"Nobody is trying to do anything here except to keep pothunters from killing game out of season...."(1) INTRODUCTION
Dissatisfied with the protection afforded wildlife by more recent environmental laws, some environmentalists seek to reinterpret one of the oldest federal environmental laws, the Migratory Bird Treaty Act (MBTA).(2) Long understood simply to regulate hunting,(3) the MBTA makes it illegal to "take" or "kill" migratory birds without a permit.(4) The MBTA imposes strict liability for a violation.(5)
A heady combination of strict liability, criminal penalty provisions, and vague language, the MBTA appeals to those seeking to control land use activity.(6) Some environmentalists advocate an interpretation of the MBTA that, contrary to legislative intent and 80 years of enforcement practice, would make any activity resulting in the death of migratory birds a violation of the MBTA, regardless of whether the defendants directed their activity at wildlife.(7) This Note argues, however, that the MBTA covers only activity that is directed at wildlife, and that absent such purposive conduct, no violation exists.(8)
Extending the MBTA's reach beyond activity directed at wildlife would hamper normal land use activities that often result in bird death -- such as farming, timber harvesting, and brush clearing -- because causing the death of almost any bird would amount to a violation of the law. Migratory birds include "many of the most numerous and least endangered species one can imagine."(9) Almost all species of North American birds, including crows, grackles, and pigeons, are listed by the Interior Department as migratory birds.(10) No de minimis exception appears to apply, because the MBTA makes unlawful the taking of a single migratory bird.(11)
Courts disagree about the breadth of the MBTA. Some have read the MBTA broadly and held that it can reach accidental bird death.(12) The Second Circuit, for example, held that a defendant's inadvertent contamination of ground water (which poisoned migratory birds) violated the MBTA.(13) Recently, other courts have read the MBTA more narrowly, confining it to the regulation of hunting.(14) The Eighth Circuit, for instance, held that bird death resulting from timber harvesting did not violate the MBTA because "it would stretch this 1918 statute far beyond the bounds of reason to construe it as an absolute criminal prohibition on conduct, such as timber harvesting, that indirectly results in the death of migratory birds."(15)
This Note argues that the MBTA applies only to activities directed at wildlife. Part I contends that the language and legislative history of the statute show that Congress intended a narrow reading of the MBTA. Part II demonstrates that, if construed broadly, the MBTA would become a criminal law of disturbing breadth, and that the limiting principles that have been suggested -- prosecutorial discretion, extra-hazardous materials, and permit schemes -- all suffer from fatal flaws. Part III argues that sound environmental policy for migratory birds can be achieved without an expanded reading of the MBTA.

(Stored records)
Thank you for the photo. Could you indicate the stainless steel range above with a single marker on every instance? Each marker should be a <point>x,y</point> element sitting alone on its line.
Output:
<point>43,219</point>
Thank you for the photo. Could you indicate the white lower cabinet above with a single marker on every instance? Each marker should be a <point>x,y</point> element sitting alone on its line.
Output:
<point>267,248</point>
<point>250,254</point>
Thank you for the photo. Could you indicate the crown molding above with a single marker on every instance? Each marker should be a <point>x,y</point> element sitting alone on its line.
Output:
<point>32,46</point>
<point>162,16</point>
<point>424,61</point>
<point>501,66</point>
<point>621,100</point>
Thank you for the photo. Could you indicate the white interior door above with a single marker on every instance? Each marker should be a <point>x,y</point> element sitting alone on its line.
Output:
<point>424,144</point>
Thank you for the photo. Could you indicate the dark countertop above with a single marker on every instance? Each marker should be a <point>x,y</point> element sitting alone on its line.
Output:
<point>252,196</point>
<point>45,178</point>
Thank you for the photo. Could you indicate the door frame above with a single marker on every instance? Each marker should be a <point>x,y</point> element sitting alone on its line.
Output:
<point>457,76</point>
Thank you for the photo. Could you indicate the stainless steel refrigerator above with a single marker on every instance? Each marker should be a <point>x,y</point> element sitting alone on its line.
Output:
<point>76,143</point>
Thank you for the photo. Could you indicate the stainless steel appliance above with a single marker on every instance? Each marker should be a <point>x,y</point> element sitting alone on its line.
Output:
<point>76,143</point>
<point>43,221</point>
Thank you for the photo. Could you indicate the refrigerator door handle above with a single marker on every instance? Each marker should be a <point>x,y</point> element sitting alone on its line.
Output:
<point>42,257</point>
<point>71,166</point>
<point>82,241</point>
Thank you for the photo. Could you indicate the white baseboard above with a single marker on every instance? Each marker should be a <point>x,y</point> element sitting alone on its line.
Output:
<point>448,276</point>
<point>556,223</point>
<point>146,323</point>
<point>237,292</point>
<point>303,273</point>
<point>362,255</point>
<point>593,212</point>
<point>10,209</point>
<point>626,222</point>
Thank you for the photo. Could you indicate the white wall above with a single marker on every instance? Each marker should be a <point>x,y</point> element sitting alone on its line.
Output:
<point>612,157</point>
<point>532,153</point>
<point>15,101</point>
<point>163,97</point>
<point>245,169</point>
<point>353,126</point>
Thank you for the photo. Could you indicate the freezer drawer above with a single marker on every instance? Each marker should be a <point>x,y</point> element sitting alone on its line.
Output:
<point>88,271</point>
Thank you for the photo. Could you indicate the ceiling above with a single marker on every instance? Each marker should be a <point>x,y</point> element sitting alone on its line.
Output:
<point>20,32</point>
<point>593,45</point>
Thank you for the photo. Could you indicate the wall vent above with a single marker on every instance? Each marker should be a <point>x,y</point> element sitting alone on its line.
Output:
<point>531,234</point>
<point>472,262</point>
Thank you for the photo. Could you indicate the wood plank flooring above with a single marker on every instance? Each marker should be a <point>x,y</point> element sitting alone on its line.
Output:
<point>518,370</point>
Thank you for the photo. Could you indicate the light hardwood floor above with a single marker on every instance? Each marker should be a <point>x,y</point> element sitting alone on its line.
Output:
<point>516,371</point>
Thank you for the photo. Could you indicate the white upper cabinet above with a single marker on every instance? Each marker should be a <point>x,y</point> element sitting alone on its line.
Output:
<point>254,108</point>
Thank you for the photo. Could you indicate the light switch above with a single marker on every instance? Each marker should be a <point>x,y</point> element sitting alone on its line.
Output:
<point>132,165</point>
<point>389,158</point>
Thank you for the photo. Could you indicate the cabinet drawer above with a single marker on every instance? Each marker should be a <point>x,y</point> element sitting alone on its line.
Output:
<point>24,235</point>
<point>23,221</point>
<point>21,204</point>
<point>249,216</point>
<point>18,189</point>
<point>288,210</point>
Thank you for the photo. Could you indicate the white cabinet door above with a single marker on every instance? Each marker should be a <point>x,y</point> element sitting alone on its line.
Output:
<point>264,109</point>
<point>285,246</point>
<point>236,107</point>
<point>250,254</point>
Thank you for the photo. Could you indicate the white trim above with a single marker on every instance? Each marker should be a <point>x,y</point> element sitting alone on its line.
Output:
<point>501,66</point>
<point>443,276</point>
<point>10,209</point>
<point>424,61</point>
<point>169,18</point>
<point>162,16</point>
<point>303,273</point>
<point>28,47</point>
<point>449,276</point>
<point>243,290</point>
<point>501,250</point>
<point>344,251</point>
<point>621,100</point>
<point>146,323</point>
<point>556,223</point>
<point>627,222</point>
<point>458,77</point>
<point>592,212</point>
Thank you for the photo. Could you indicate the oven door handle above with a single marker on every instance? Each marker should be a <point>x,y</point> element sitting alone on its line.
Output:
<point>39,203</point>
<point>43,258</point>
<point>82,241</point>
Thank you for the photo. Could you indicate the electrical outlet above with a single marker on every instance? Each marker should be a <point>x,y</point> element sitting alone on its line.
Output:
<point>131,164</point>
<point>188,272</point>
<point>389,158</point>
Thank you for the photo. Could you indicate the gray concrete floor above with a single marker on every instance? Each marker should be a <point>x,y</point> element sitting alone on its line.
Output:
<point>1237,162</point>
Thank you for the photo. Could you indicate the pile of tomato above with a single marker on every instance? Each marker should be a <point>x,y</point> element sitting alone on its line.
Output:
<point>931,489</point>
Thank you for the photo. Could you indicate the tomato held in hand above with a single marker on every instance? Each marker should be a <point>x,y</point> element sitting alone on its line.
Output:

TASK REQUIREMENTS:
**1.** According to the note on the Migratory Bird Treaty Act, which court held that inadvertently contaminating ground water, which poisoned migratory birds, violated the act?
**2.** From the note on the Migratory Bird Treaty Act, copy the text between "A heady combination" and "no violation exists.(8)", inclusive.
Rely only on the text about the Migratory Bird Treaty Act.

ANSWER SET:
**1.** The Second Circuit.

**2.**
A heady combination of strict liability, criminal penalty provisions, and vague language, the MBTA appeals to those seeking to control land use activity.(6) Some environmentalists advocate an interpretation of the MBTA that, contrary to legislative intent and 80 years of enforcement practice, would make any activity resulting in the death of migratory birds a violation of the MBTA, regardless of whether the defendants directed their activity at wildlife.(7) This Note argues, however, that the MBTA covers only activity that is directed at wildlife, and that absent such purposive conduct, no violation exists.(8)